▸ **Problems and tasks**
1 – From the post on suicide loss, extract the passage from "ASM826 says" to "choice or decision.".
2 – Name every commenter who replied to the post on suicide loss.

▸ **Text section**
One thing I personally struggled with after the loss of my father to suicide, was finding others who not only understood, but who wanted to hear about my struggles long after the death occurred. Immediately following news of his death, I was flooded with support. Messages from people I haven’t spoken to in years, flowers from acquaintances, people calling just to say, “I am thinking of you.” Week by week, the calls became less frequent and friends didn’t want to hear me rehash the same story over and over. I grew angry and resentful at the people I love and the world around me. “How could you not understand my pain?” But that is just it; they couldn’t. A loss by suicide is different than a natural loss. While we know that our internal struggle runs to the depths of our soul, it can be difficult to explain to others as we desperately try and help them understand. I speak often on the topic of traumatic loss and wanted to share a quick interview I did that defines what this type of loss is, and how it complicates the grief process. It might assist you with helping others understand what you are feeling.
It is the second video on the page, titled “Traumatic Loss”
ASM826 says
My son died by suicide in Nov. of 2015. I am coming to see his death as the outcome of a disease. No different than if it had been cancer or an accident. I find it difficult to explain that I just do not see what happened as any sort of choice or decision.
My grief is new and I cannot speak to how I will be in a year, or five years. His death is a loss I will carry the rest of my life, but it would be no matter what the cause had been.
Jessica says
I too talk about my dad’s death in terms of his loss to depression. Suicide is the means in which he died, but depression/anxiety took his life. Mental illness isn’t different than a physical illness. They both cause a tremendous amount of pain. It is an ongoing process, and a loss you will carry for the rest of your life. But, the pain does eventually turn to joy as we think about all of the good times we shared with the person we lost. It just takes time.
Maria Lyall says
Our son took his life 3 months ago. His 14 year old Brother is a sad, confused boy. I worry for him too now. His school seem not to understand the depth of his grief and have sent him home alone on the train for weeping in class. There is a counsellor there intermitently. I am trying to find resources to help the school understand. If I am feeling as I do as a mother of a son who ended his life, A 14 year old would be absolutelt traumatised too. Its so very hard. Thankyou for the article.

▸ **Supplied entries**

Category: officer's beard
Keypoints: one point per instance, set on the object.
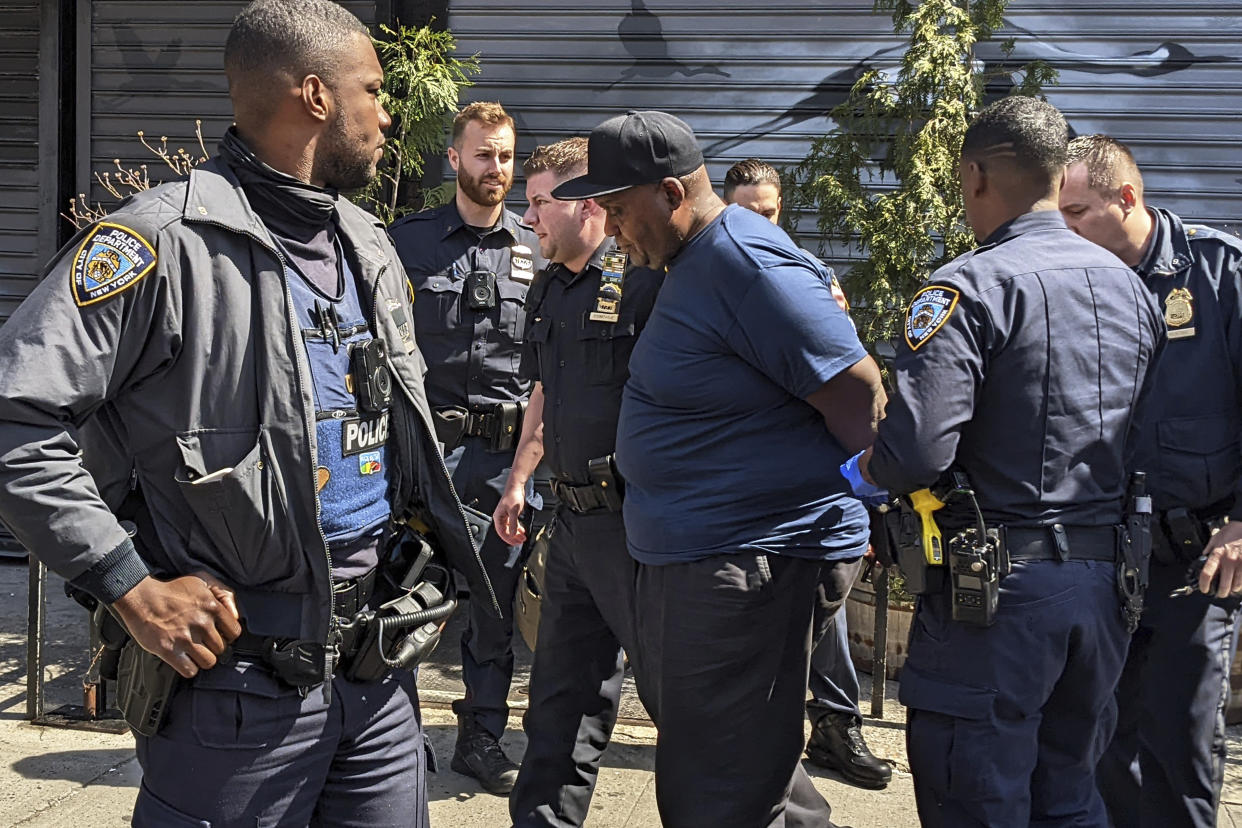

---

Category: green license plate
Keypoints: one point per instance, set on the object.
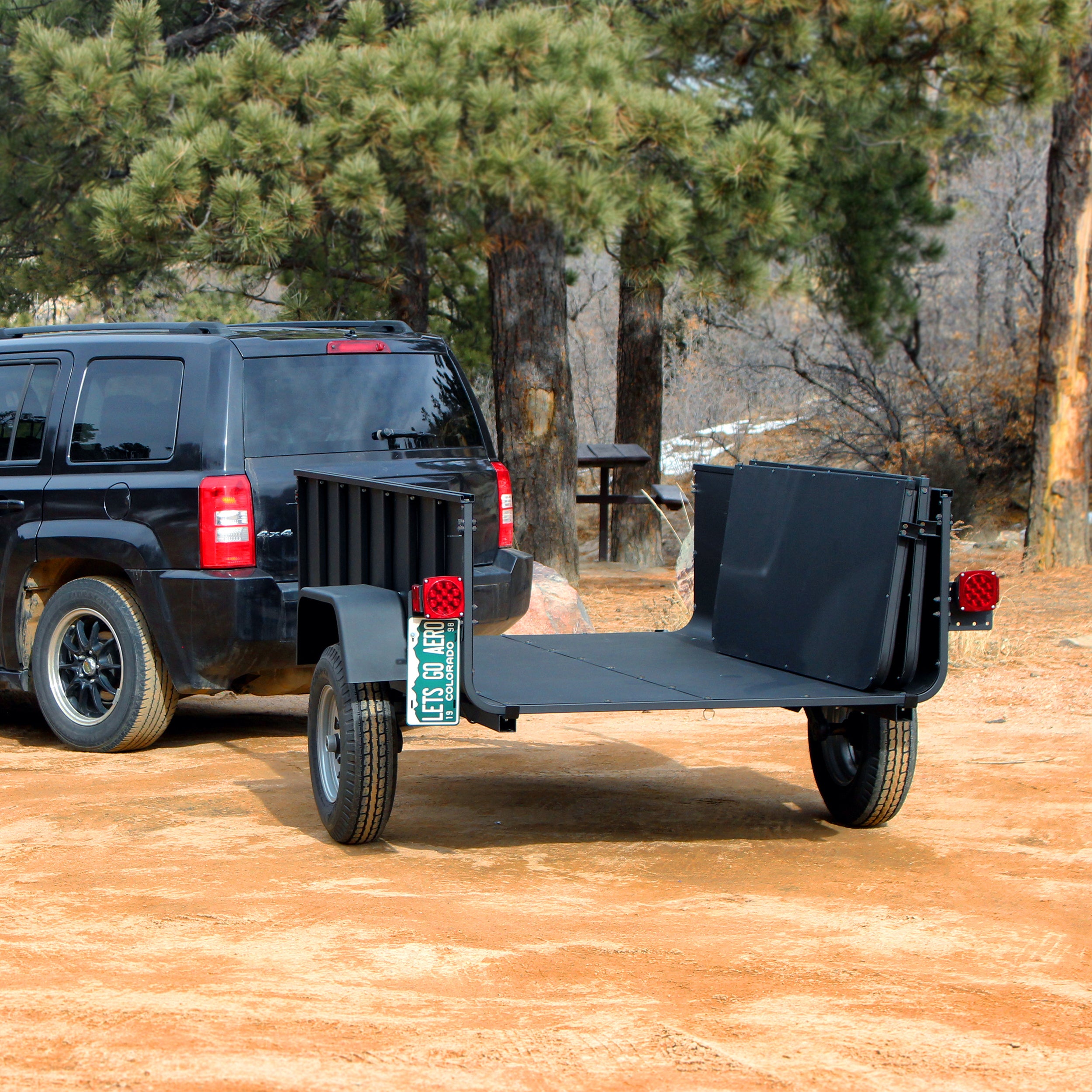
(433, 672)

▸ **Answers for each item**
1 –
ASM826 says
My son died by suicide in Nov. of 2015. I am coming to see his death as the outcome of a disease. No different than if it had been cancer or an accident. I find it difficult to explain that I just do not see what happened as any sort of choice or decision.

2 – ASM826, Jessica, Maria Lyall